Orlando Vitorino era uma personalidade única capaz de fazer valer a filosofia portuguesa no âmbito da realidade vivida, de modo que, nos antípodas do intelectual universitário, ou do político infiltrado na máquina do Estado, pugnava pelos princípios da Justiça, da Liberdade e da Verdade numa sociedade ignorante da fisionomia espiritual da Pátria portuguesa. Tal, porém, não o impedira de reconhecer, num sentido profundamente platónico, como a acção decorrente da filosofia resulte inconclusiva e até mesmo pouco ou nada edificante por não ter quaisquer fins no tempo. Em todo o caso, foi ele o filósofo português que mais se impôs pela lealdade professada para com os princípios de uma filosofia inteiramente desconhecida da maioria dos Portugueses, e por virtude da qual se bateu até ao fim.
Mas, entretanto, perguntar-se-á por que daremos nós a conhecer uma série de episódios sobre um passado já morto? Porque aí se manifestam os princípios de uma sabedoria que transcende a linha circunstancial do espaço e do tempo, e que dão azo a que melhor se compreenda, de um ponto de vista superior, aquela que foi e, em muitos e variadíssimos aspectos, continua sendo a existência dos Portugueses sob o peso de uma oligarquia detentora dos poderes do Estado, ou de uma existência não menos subjugada ao monopólio da informação, ao proteccionismo da cultura, à estatização ideológica do ensino, enfim, isto e muito mais segundo os factos descritos, indiciados e averbados por Orlando Vitorino.

+---+

* [Enunciado]: Segundo o texto sobre Orlando Vitorino, por que princípios pugnava ele? Responda, por favor, numa frase.

* [Dados disponíveis]:

+---+

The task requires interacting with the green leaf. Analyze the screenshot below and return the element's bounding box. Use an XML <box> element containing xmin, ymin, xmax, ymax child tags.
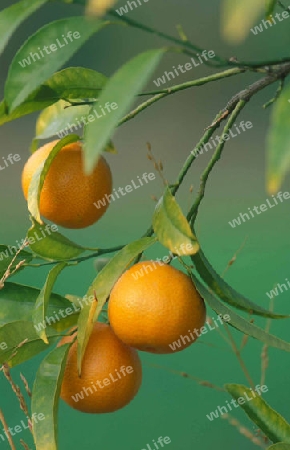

+---+

* [Resolução escrita]: Pugnava pelos princípios da Justiça, da Liberdade e da Verdade.